TASKS TO PERFORM:
1. Translate this sentence from the interview with Gwen Diagram into Spanish: "I believe with engaged teams you build quality software – and so I'm trying to engage the teams!"
2. Answer these questions using the interview with Gwen Diagram.
(a) Where does Gwen Diagram work as a Principal Test Engineer?
(b) How often is the Leeds Testing Atelier held?
(c) What kept people from really being able to run the inherited automation?
3. Extend the interview with Gwen Diagram from its final sentence.

Interview with Gwen Diagram

Q. Could you briefly introduce yourself?

My name is Gwen Diagram, I’m a Principal Test Engineer at Sky in Leeds, UK.  I’m one of the co-organisers of the Leeds Testing Atelier, a free, twice yearly punk rock testing conference.  I’ve spoken all over Europe and I absolutely adore going to new conferences and meeting new people to talk about Agile with.  I spend a lot of my time working on the Test Atelier, writing talks or helping with other meet ups such as Agile Yorkshire.  I’m currently working on changing the culture in my workplace by holding workshops on testing, pairing and generally trying to get people talking to each other.  I believe with engaged teams you build quality software – and so I’m trying to engage the teams!

Q: What will your talk be about, exactly? Why this topic?
I’m speaking about how one of my old teams in Leeds inherited a project with fragmented, abandoned automation around it.  The automation used so many different frameworks that people couldn’t really run it – and it wasn’t running on any build servers.  From this, we built an automation framework covering multiple testing layers to improve confidence in releasing (and saved us a bunch of time!)

We also had to convince the higher ups this was a good thing so I speak about how to sell your ideas to hard to please people.

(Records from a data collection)
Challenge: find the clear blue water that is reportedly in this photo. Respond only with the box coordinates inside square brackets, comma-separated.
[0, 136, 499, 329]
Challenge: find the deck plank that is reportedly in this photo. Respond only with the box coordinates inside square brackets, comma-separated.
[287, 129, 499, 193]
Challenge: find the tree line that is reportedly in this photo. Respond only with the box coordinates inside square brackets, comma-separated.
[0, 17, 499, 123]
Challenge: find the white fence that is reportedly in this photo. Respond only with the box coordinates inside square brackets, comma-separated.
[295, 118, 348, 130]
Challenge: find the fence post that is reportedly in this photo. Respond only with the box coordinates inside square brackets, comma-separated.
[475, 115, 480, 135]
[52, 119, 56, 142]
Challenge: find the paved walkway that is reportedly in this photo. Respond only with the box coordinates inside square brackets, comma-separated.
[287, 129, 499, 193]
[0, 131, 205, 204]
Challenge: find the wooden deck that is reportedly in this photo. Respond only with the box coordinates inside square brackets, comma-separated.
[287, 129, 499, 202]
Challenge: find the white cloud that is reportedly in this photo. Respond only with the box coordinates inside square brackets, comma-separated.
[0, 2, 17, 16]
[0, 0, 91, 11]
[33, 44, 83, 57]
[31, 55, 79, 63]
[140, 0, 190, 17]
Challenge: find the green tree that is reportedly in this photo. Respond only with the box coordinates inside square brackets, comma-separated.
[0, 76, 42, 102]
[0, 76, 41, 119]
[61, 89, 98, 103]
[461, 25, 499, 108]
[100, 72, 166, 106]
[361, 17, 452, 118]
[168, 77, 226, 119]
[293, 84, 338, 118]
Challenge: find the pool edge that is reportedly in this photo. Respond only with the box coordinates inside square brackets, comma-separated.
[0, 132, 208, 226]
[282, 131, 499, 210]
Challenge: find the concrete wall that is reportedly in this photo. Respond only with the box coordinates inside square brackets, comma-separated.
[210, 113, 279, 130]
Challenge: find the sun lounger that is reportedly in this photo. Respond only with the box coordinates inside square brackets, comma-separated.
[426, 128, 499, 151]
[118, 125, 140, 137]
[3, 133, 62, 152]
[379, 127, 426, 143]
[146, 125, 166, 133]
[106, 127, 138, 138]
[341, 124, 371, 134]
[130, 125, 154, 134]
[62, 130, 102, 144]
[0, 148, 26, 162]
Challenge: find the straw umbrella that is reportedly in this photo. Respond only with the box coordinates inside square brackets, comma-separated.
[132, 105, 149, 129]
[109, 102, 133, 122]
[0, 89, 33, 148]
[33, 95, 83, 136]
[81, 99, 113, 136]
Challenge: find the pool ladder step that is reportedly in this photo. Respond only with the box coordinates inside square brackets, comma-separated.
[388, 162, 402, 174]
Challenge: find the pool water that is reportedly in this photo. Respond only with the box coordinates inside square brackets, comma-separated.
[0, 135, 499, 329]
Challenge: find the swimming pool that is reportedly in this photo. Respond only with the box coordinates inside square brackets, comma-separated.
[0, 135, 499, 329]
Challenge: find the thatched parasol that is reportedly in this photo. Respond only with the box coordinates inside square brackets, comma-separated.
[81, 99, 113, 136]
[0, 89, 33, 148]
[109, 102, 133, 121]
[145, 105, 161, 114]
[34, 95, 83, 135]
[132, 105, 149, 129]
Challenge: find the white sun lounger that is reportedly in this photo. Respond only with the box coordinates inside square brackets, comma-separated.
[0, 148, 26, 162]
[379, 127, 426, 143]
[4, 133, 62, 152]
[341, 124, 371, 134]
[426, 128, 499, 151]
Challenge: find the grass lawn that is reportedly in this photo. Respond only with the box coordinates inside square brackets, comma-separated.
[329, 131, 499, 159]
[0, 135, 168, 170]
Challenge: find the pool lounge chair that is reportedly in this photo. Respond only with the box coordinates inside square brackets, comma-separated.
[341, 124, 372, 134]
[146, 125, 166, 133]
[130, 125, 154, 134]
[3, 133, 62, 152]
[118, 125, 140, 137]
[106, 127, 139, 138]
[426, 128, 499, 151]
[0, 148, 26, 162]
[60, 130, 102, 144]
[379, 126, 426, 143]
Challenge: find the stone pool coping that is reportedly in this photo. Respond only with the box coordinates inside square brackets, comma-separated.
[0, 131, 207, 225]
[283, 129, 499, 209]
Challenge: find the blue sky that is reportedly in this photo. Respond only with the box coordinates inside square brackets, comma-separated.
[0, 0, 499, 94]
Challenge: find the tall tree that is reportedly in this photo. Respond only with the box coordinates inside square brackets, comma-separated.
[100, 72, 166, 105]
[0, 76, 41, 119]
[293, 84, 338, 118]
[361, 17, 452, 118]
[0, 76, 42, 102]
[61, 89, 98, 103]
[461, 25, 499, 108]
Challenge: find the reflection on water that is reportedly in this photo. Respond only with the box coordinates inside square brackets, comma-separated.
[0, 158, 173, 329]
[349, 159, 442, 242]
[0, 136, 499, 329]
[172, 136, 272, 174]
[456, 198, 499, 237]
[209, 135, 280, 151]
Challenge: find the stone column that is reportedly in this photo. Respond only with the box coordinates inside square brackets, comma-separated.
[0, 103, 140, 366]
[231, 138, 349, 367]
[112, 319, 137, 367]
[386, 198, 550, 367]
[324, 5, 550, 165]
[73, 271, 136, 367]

ANSWERS TO THE EXERCISE:
1. Creo que con equipos comprometidos se construye software de calidad – ¡y por eso estoy intentando comprometer a los equipos!

2.
(a) At Sky in Leeds, UK.
(b) Twice a year.
(c) It used so many different frameworks.

3.
Q: What do you think could be the main gain for participants in your session?

Ideas on how to build an automation framework that will get the entire team involved – not just testers.  How to get management on board with investing in automation.

Q: Can you give some advice to teams/organisations that are transitioning to agile?

Think about the tests! You cannot go faster without investing in quality.  Ensure that quality is thought of before speed – people will use a quality product, not a product that is constantly shipped that doesn’t work as required! However, if you are building a product for the first time, forget that and ship it to get feedback as quickly as possible.  Getting it in front of people for the first time > perfect.

Q: How do you see the evolution of agile in the future?

Some people have already achieved it – but getting finance to be more Agile.  I believe a large chunk of companies are stuck in the waterfall way until work hits technology.  Spreading agile to other departments can really change the world by making everyone’s lives easier and more rewarding.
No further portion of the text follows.